_GOAL_
Copy out, unchanged, everything from the line containing "TARGET = flying seabird" down to the line containing "[(710, 498), (439, 191)]", including both of those lines. Leave the pictures out of your copy.

══ DATASET RECORDS ══

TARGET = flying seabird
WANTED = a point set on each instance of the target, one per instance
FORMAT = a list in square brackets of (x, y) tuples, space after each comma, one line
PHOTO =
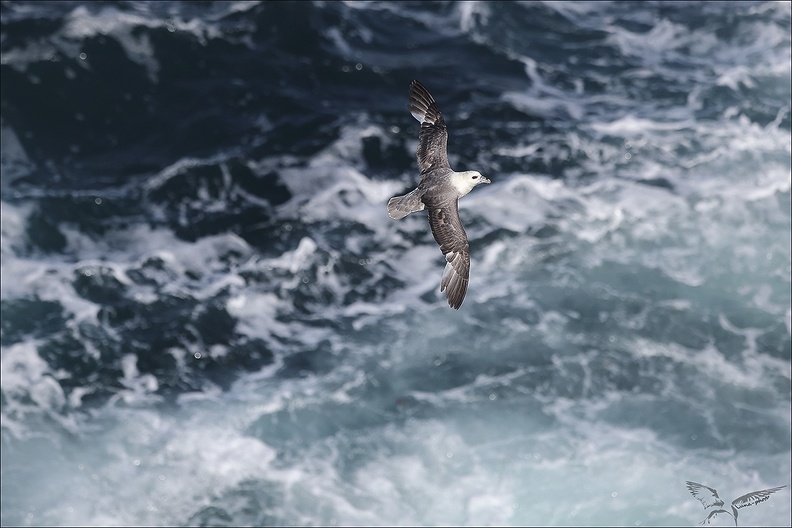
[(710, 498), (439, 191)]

═══
══ DATASET RECORDS ══

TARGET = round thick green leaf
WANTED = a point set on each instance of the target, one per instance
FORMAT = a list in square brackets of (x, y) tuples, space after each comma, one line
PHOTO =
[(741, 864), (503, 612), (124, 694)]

═══
══ DATASET RECORDS ══

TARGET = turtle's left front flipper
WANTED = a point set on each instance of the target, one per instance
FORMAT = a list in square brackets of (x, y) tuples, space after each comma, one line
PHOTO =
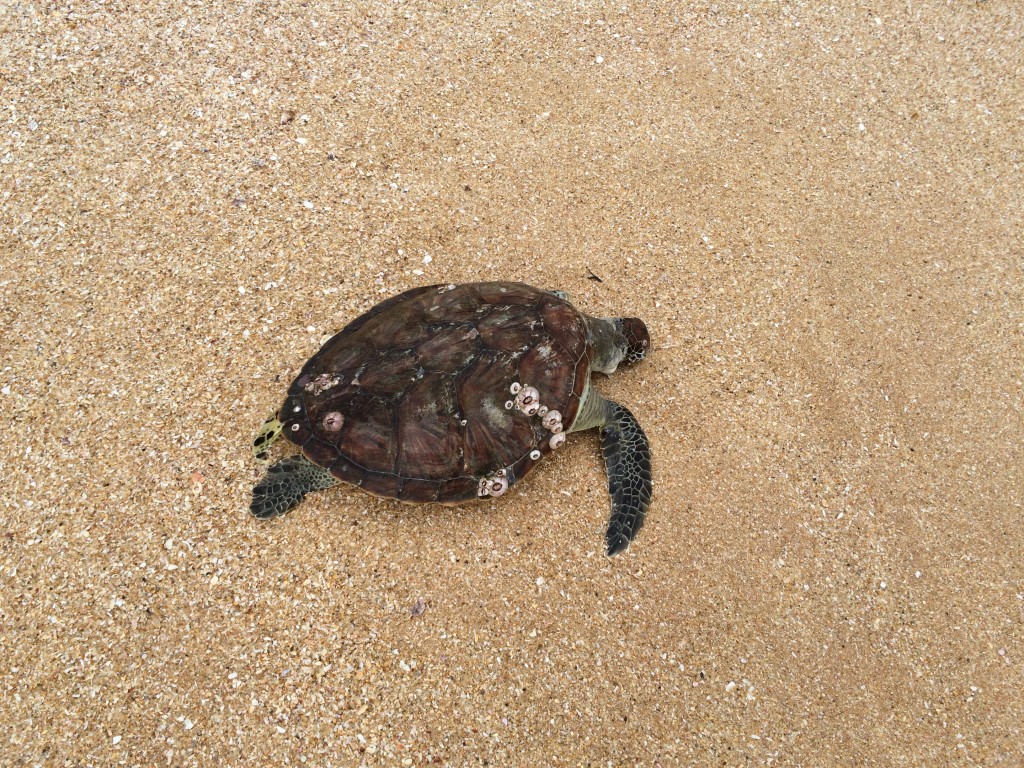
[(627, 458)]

═══

_WRITTEN RESPONSE_
TARGET = flying seabird
WANTED = a point set on each instance of the target, one per instance
FORMAT = a list in square brackets of (x, y) tuples, space after each comma, one line
PHOTO =
[(710, 498), (439, 191)]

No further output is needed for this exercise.